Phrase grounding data
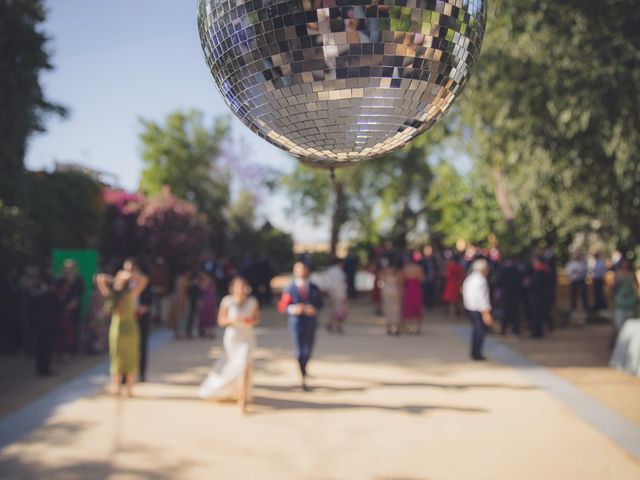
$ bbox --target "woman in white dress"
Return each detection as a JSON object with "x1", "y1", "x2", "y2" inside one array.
[{"x1": 199, "y1": 276, "x2": 260, "y2": 413}]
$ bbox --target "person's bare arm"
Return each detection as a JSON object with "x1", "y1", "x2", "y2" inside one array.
[
  {"x1": 250, "y1": 302, "x2": 261, "y2": 326},
  {"x1": 218, "y1": 303, "x2": 230, "y2": 327},
  {"x1": 95, "y1": 274, "x2": 113, "y2": 297}
]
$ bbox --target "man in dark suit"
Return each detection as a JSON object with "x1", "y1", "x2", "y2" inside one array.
[{"x1": 278, "y1": 261, "x2": 323, "y2": 391}]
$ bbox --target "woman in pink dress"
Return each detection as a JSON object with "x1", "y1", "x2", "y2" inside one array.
[
  {"x1": 442, "y1": 255, "x2": 465, "y2": 317},
  {"x1": 402, "y1": 256, "x2": 425, "y2": 334}
]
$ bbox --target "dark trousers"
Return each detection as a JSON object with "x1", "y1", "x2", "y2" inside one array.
[
  {"x1": 570, "y1": 280, "x2": 589, "y2": 311},
  {"x1": 35, "y1": 327, "x2": 55, "y2": 375},
  {"x1": 288, "y1": 316, "x2": 317, "y2": 377},
  {"x1": 501, "y1": 298, "x2": 521, "y2": 335},
  {"x1": 138, "y1": 314, "x2": 151, "y2": 381},
  {"x1": 592, "y1": 278, "x2": 607, "y2": 310},
  {"x1": 422, "y1": 281, "x2": 435, "y2": 309},
  {"x1": 346, "y1": 274, "x2": 357, "y2": 299},
  {"x1": 468, "y1": 310, "x2": 487, "y2": 359}
]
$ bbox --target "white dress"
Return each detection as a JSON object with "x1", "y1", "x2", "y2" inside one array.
[{"x1": 199, "y1": 296, "x2": 257, "y2": 400}]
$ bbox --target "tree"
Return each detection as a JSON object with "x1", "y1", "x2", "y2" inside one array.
[
  {"x1": 14, "y1": 171, "x2": 105, "y2": 263},
  {"x1": 0, "y1": 0, "x2": 67, "y2": 201},
  {"x1": 281, "y1": 124, "x2": 447, "y2": 253},
  {"x1": 459, "y1": 0, "x2": 640, "y2": 252},
  {"x1": 427, "y1": 162, "x2": 507, "y2": 248},
  {"x1": 137, "y1": 187, "x2": 207, "y2": 275},
  {"x1": 139, "y1": 110, "x2": 231, "y2": 251}
]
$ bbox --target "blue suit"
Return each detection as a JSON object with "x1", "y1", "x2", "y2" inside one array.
[{"x1": 284, "y1": 282, "x2": 323, "y2": 377}]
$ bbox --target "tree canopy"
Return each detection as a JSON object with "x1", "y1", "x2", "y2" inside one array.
[{"x1": 0, "y1": 0, "x2": 67, "y2": 201}]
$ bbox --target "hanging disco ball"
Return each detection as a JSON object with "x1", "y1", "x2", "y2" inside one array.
[{"x1": 198, "y1": 0, "x2": 487, "y2": 168}]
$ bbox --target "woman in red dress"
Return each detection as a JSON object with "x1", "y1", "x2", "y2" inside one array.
[
  {"x1": 402, "y1": 255, "x2": 425, "y2": 334},
  {"x1": 442, "y1": 255, "x2": 465, "y2": 317}
]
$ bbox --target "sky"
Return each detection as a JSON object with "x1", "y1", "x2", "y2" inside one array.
[{"x1": 26, "y1": 0, "x2": 328, "y2": 243}]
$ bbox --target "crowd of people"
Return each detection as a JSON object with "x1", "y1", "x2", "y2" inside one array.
[
  {"x1": 368, "y1": 244, "x2": 638, "y2": 348},
  {"x1": 1, "y1": 241, "x2": 637, "y2": 413},
  {"x1": 0, "y1": 260, "x2": 86, "y2": 377}
]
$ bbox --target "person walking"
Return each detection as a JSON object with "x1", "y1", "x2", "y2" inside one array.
[
  {"x1": 612, "y1": 259, "x2": 638, "y2": 332},
  {"x1": 278, "y1": 261, "x2": 323, "y2": 391},
  {"x1": 324, "y1": 257, "x2": 348, "y2": 334},
  {"x1": 565, "y1": 252, "x2": 589, "y2": 311},
  {"x1": 442, "y1": 254, "x2": 465, "y2": 317},
  {"x1": 96, "y1": 267, "x2": 149, "y2": 398},
  {"x1": 462, "y1": 259, "x2": 493, "y2": 361},
  {"x1": 591, "y1": 252, "x2": 608, "y2": 311},
  {"x1": 402, "y1": 255, "x2": 425, "y2": 334},
  {"x1": 199, "y1": 276, "x2": 260, "y2": 413}
]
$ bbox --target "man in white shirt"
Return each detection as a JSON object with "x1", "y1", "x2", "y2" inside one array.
[{"x1": 463, "y1": 259, "x2": 493, "y2": 361}]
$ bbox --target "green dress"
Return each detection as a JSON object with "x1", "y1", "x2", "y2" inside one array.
[{"x1": 109, "y1": 291, "x2": 140, "y2": 376}]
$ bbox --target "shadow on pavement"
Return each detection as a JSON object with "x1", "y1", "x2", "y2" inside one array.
[{"x1": 251, "y1": 395, "x2": 488, "y2": 415}]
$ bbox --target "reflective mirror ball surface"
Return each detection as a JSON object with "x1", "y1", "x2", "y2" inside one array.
[{"x1": 198, "y1": 0, "x2": 486, "y2": 167}]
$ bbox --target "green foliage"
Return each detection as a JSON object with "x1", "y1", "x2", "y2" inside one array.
[
  {"x1": 0, "y1": 200, "x2": 37, "y2": 272},
  {"x1": 139, "y1": 110, "x2": 231, "y2": 251},
  {"x1": 0, "y1": 172, "x2": 104, "y2": 267},
  {"x1": 460, "y1": 0, "x2": 640, "y2": 251},
  {"x1": 427, "y1": 162, "x2": 507, "y2": 247},
  {"x1": 0, "y1": 0, "x2": 67, "y2": 201},
  {"x1": 226, "y1": 190, "x2": 293, "y2": 273}
]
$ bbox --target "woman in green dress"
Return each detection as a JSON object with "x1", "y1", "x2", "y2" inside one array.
[
  {"x1": 97, "y1": 265, "x2": 149, "y2": 397},
  {"x1": 613, "y1": 259, "x2": 638, "y2": 332}
]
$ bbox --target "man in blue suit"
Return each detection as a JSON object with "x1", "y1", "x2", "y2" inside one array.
[{"x1": 278, "y1": 261, "x2": 323, "y2": 391}]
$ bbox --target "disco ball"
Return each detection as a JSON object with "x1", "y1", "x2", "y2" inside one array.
[{"x1": 198, "y1": 0, "x2": 486, "y2": 167}]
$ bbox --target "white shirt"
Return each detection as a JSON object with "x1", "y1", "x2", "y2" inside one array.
[
  {"x1": 324, "y1": 265, "x2": 347, "y2": 301},
  {"x1": 463, "y1": 271, "x2": 491, "y2": 312},
  {"x1": 566, "y1": 260, "x2": 588, "y2": 281},
  {"x1": 592, "y1": 259, "x2": 607, "y2": 279}
]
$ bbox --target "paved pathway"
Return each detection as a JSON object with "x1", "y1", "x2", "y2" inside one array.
[{"x1": 1, "y1": 307, "x2": 639, "y2": 480}]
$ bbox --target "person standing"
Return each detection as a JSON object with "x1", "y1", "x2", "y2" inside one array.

■ Work required ■
Some lines above hold the word "disco". Copy all of them.

■ Exercise solution ■
$ bbox --target "hanging disco ball"
$ bbox --target "disco ball"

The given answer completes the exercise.